**Exercise prompt:** Which lines of the listing below contain the word "wall"? Report each of those lines in full, and treat uppercase and lowercase as different.

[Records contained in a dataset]
==================================================
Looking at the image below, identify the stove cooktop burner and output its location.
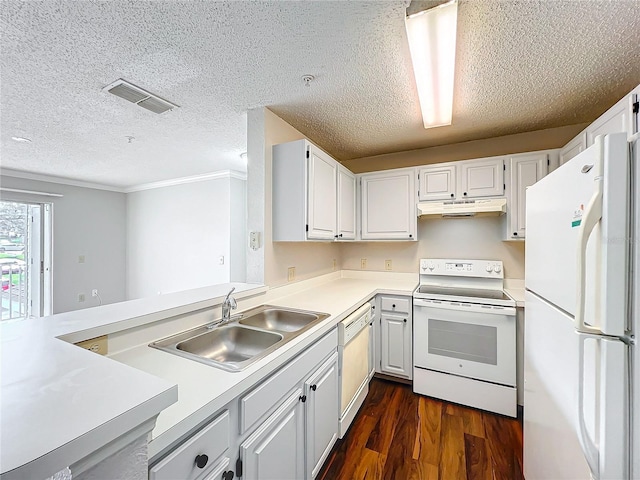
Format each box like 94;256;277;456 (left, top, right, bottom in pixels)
416;285;511;300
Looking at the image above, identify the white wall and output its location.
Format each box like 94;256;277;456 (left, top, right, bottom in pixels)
0;175;126;313
127;174;245;299
229;178;249;282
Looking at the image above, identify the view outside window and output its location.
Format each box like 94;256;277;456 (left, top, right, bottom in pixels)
0;202;29;320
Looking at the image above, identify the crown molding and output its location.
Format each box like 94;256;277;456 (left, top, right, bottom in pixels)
0;168;126;193
124;170;247;193
0;168;247;193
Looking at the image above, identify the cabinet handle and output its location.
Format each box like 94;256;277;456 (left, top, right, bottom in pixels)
196;453;209;468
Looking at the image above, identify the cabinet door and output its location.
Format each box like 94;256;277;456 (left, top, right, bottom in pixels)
587;96;631;147
508;153;547;238
458;157;504;198
418;165;456;201
304;352;340;479
361;169;418;240
380;313;412;379
240;388;304;480
307;145;338;240
338;165;356;240
559;131;587;165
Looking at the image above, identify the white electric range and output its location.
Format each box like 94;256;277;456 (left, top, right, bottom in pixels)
413;258;517;417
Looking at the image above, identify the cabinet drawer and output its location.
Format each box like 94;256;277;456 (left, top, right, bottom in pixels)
149;410;229;480
198;457;229;480
240;329;338;434
380;297;411;314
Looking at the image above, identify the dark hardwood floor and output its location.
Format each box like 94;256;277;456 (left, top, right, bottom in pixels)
317;378;524;480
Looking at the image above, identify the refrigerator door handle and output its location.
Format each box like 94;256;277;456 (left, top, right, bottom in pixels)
575;137;603;335
578;332;600;480
577;333;629;480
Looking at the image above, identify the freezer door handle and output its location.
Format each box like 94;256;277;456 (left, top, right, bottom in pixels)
577;333;629;480
575;137;603;334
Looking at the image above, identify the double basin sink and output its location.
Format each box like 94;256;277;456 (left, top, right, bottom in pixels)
149;305;329;372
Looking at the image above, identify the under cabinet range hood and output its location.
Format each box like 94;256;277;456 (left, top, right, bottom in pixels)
418;198;507;217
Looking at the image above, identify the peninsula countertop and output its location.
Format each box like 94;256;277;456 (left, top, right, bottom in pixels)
0;283;266;479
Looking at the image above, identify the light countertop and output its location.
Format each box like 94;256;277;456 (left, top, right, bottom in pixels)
0;284;266;479
111;271;418;458
0;271;524;479
504;278;524;307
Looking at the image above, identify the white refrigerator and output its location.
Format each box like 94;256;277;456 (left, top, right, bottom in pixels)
524;134;640;480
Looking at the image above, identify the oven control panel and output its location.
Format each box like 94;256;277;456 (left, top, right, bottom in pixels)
420;258;504;278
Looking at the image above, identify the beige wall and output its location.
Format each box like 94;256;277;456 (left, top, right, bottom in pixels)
254;109;586;286
342;217;524;278
342;123;589;173
262;109;341;286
==================================================
**Result of this task:**
Looking at the image above, identify the white wall and output its location.
Looking at the image above, identify the beige wall and output its location.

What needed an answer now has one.